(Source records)
========
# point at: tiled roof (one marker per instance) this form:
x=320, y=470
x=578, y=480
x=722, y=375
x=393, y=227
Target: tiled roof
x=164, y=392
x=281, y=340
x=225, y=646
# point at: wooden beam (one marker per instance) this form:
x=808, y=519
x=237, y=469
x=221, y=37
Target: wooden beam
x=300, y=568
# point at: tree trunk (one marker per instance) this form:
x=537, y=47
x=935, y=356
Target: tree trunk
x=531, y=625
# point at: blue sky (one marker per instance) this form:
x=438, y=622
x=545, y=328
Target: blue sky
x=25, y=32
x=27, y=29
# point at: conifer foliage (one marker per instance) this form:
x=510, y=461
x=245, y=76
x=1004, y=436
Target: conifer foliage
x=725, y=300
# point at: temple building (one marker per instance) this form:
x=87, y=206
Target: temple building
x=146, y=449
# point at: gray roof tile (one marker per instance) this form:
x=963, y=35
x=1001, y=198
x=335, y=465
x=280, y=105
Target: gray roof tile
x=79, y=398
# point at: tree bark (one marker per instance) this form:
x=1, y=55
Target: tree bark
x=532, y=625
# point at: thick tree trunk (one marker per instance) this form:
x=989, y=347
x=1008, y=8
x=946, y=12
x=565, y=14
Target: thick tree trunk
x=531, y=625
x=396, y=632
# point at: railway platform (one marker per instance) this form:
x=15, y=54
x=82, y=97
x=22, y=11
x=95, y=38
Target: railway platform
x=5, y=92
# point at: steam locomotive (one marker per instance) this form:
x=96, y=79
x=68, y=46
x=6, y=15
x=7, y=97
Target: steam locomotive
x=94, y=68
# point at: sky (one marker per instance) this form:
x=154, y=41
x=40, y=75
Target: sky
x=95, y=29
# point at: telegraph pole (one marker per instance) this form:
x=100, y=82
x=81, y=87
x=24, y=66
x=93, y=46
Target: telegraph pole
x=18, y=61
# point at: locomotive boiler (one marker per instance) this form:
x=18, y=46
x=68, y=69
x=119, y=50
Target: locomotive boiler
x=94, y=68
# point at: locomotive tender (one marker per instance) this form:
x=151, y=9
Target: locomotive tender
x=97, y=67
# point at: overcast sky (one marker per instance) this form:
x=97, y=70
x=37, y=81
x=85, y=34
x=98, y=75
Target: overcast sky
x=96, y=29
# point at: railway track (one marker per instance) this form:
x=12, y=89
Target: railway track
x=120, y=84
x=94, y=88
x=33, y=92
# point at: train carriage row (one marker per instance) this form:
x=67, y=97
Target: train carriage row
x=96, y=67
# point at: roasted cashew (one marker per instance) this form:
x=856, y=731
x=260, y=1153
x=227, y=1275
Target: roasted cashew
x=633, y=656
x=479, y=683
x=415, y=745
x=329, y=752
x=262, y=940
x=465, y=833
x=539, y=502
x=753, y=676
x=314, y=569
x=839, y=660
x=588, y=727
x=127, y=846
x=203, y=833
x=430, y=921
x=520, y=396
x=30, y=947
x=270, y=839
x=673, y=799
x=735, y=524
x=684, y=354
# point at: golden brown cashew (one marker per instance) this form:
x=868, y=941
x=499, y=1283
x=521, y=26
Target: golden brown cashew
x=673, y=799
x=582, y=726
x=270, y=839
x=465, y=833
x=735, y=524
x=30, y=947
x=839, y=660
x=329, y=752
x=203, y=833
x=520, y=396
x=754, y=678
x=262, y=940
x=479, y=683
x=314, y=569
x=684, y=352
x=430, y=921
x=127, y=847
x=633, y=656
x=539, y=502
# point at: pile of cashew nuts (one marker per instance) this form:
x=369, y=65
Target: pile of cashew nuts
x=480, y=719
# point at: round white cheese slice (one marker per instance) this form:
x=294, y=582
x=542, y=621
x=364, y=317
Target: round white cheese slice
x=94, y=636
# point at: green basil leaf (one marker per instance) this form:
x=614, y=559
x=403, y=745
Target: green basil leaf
========
▶ Instruction
Extract every entry above as it appears.

▶ Result
# point at: tiled roof (one marker per instance) this form:
x=320, y=470
x=578, y=480
x=722, y=375
x=393, y=227
Target: tiled roof
x=164, y=392
x=281, y=340
x=225, y=646
# point at: wooden beam (one marker per instance) this form:
x=808, y=519
x=237, y=469
x=221, y=37
Target: wooden beam
x=300, y=568
# point at: tree trunk (one marker per instance) this form:
x=537, y=47
x=935, y=356
Target: tree trunk
x=531, y=625
# point at: blue sky (one marker per instance) this form:
x=438, y=622
x=545, y=328
Target: blue sky
x=25, y=32
x=27, y=29
# point at: conifer foliage (one marker per instance) this form:
x=510, y=461
x=245, y=76
x=1004, y=436
Target: conifer foliage
x=725, y=300
# point at: temple building (one marker per instance) this form:
x=87, y=206
Target: temple building
x=146, y=449
# point at: gray roof tile (one marker per instance) this form:
x=963, y=35
x=1001, y=198
x=335, y=465
x=280, y=105
Target: gray roof tile
x=79, y=398
# point at: tree bark (one marker per instance) this form:
x=1, y=55
Target: tree bark
x=532, y=625
# point at: thick tree trunk (one marker per instance) this form:
x=989, y=347
x=1008, y=8
x=946, y=12
x=565, y=14
Target: thick tree trunk
x=531, y=625
x=396, y=632
# point at: railway platform (one marker per instance) this form:
x=15, y=54
x=82, y=97
x=22, y=11
x=95, y=38
Target: railway platform
x=5, y=92
# point at: steam locomotive (one marker per instance) this form:
x=96, y=79
x=68, y=46
x=6, y=15
x=7, y=97
Target: steam locomotive
x=94, y=68
# point at: sky (one marker per instance) this form:
x=154, y=41
x=40, y=75
Target: sky
x=95, y=29
# point at: telegraph pole (one marker per instance) this form:
x=100, y=82
x=81, y=87
x=24, y=66
x=93, y=46
Target: telegraph pole
x=18, y=61
# point at: locomotive boiler (one marker per instance) this form:
x=18, y=46
x=68, y=69
x=119, y=50
Target: locomotive boiler
x=94, y=68
# point at: locomotive tender (one marker per instance) this form:
x=151, y=9
Target: locomotive tender
x=97, y=67
# point at: overcast sky (one marker per instance) this form:
x=97, y=70
x=37, y=81
x=85, y=34
x=98, y=75
Target: overcast sky
x=96, y=29
# point at: railway track (one marker per instance) this form:
x=12, y=89
Target: railway track
x=120, y=84
x=94, y=88
x=33, y=92
# point at: train carriage row (one marker per instance) this form:
x=67, y=97
Target: train carriage row
x=96, y=67
# point at: roasted cashew (one marker per instance) this form:
x=856, y=731
x=260, y=1153
x=227, y=1275
Target: roasted cashew
x=633, y=656
x=479, y=683
x=415, y=745
x=329, y=752
x=262, y=940
x=465, y=833
x=539, y=502
x=753, y=676
x=314, y=569
x=839, y=660
x=588, y=727
x=127, y=846
x=203, y=833
x=430, y=921
x=520, y=396
x=30, y=947
x=270, y=839
x=673, y=799
x=735, y=524
x=684, y=354
# point at: golden brown cashew (one marker per instance) this form:
x=868, y=941
x=499, y=1283
x=521, y=26
Target: golden brown cashew
x=673, y=799
x=582, y=726
x=270, y=839
x=465, y=833
x=735, y=524
x=30, y=947
x=839, y=660
x=329, y=752
x=203, y=833
x=520, y=396
x=754, y=678
x=262, y=940
x=479, y=683
x=314, y=569
x=684, y=352
x=430, y=921
x=127, y=847
x=633, y=656
x=539, y=502
# point at: pile of cashew nuts (one marker per instance) this form:
x=369, y=65
Target: pile of cashew nuts
x=480, y=719
# point at: round white cheese slice (one marker per instance) this form:
x=294, y=582
x=542, y=621
x=364, y=317
Target: round white cheese slice
x=94, y=636
# point at: green basil leaf (one marker per instance) this form:
x=614, y=559
x=403, y=745
Target: green basil leaf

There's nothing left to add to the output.